— EXERCISE —
Extend the forum post about fgl's ghc RULES failing to fire, picking up right after its final line.

— SELECTED EXTRACT —

Library ghc RULES don't activate

fgl is a Haskell library for graph manipulation. This library comes with an implementation of its base classes - Data.Graph.Inductive.PatriciaTree - that is supposedly highly tuned for performance. Part of that performance tuning involves ghc RULES pragmas to replace certain generic functions with specialized versions that are much faster.

However, my evidence is that these RULES don't seem to work at all, and I don't understand why not. For people trying to replicate exactly what I see, I've put my test project up at https://github.com/fizbin/GraphOptiTest and am using ghc version 7.10.2 .


Here's my test program:

{-# LANGUAGE TupleSections #-}

module Main where

import Control.Exception
import Control.Monad
import Data.Graph.Inductive
import qualified Data.Graph.Inductive.PatriciaTree as Pt
import qualified MyPatriciaTree as MPt

makeGraph :: (DynGraph gr) => Int -> gr () Int
makeGraph n = mkGraph (map (,()) [1 .. n])
  (concatMap (x -> map (y -> (x, y, x*y)) [x .. n]) [1 .. n])

main1 :: IO ()
main1 =
  replicateM_ 200 $ let x = makeGraph 200 :: Pt.Gr () Int
                    in evaluate (length $ show x)

main2 :: IO ()
main2 =
  replicateM_ 200 $ let x = makeGraph 200 :: MPt.Gr () Int
                    in evaluate (length $ show x)

main :: IO ()
main = main1 >> main2

Now, Data.Graph.Inductive.PatriciaTree has this definition for the class function mkGraph :

    mkGraph vs es   = insEdges es
                      . Gr
                      . IM.fromList
                      . map (second (l -> (IM.empty,l,IM.empty)))

— DATASET EXCERPT —
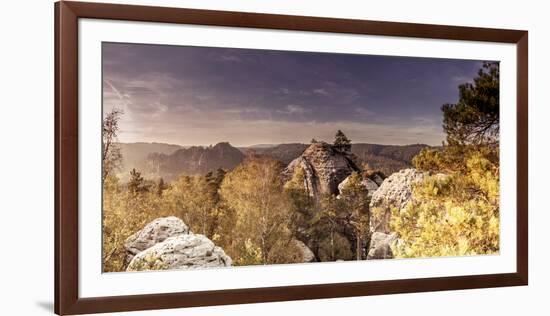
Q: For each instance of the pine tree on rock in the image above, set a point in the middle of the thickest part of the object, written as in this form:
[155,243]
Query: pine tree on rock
[341,142]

— TASK ANSWER —
                      $ vs

Where insEdges is a function defined in the module Data.Graph.Inductive.Graph as:

insEdges :: (DynGraph gr) => [LEdge b] -> gr a b -> gr a b
insEdges es g = foldl' (flip insEdge) g es

And Data.Graph.Inductive.PatriciaTree has this to say about insEdge :

{-# RULES
      "insEdge/Data.Graph.Inductive.PatriciaTree"  insEdge = fastInsEdge
  #-}
fastInsEdge :: LEdge b -> Gr a b -> Gr a b
fastInsEdge (v, w, l) (Gr g) = g2 `seq` Gr g2
  where
    g1 = IM.adjust addSucc' v g
    g2 = IM.adjust addPred' w g1

    addSucc' (ps, l', ss) = (ps, l', IM.insertWith addLists w [l] ss)
    addPred' (ps, l', ss) = (IM.insertWith addLists v [l] ps, l', ss)

So, in theory, when I run main1 in my test program I should get that compiled down into something that eventually calls fastInsEdge .

To test this, I compare against a modified version of Data.Graph.Inductive.PatriciaTree that uses this as its definition of the mkGraph method: (this is the class MyPatriciaTree used above in main2 )

    mkGraph vs es   = doInsEdges
                      . Gr
                      . IM.fromList
                      . map (second (l -> (IM.empty,l,IM.empty)))
                      $ vs
      where
        doInsEdges g = foldl' (flip fastInsEdge) g es

When I run my test program (after cabal configure --enable-library-profiling --enable-executable-profiling and cabal build GraphOptiTest ), though, the main2 method smokes the main1 method. It isn't even close - the profile shows 99.2% of the program's time is spent inside main1 . (and changing the program to just run main2 shows that yes, main2 is really fast on its own)

Yes, I do have -O in the ghc-options section of my cabal file.

Trying ghc options like -ddump-rule-firings doesn't really help - all I can see is that these replacement rules aren't firing, but I have no idea why. I don't know how to get the compiler to tell me why it didn't activate the replacement rules.


Bringing up something discovered by messing around with fgl 's source in response @dfeuer's answer below:

If I add a specialized version of insEdges to Data.Graph.Inductive.PatriciaTree as:

{-# RULES
      "insEdges/Data.Graph.Inductive.PatriciaTree"  insEdges = fastInsEdges
  #-}
fastInsEdges :: [LEdge b] -> Gr a b -> Gr a b
fastInsEdges es g = foldl' (flip fastInsEdge) g es

Then both main1 and main2 are now fast. This replacement rule fires; why doesn't the other one? (And no, telling ghc to NOINLINE the function insEdge does no good)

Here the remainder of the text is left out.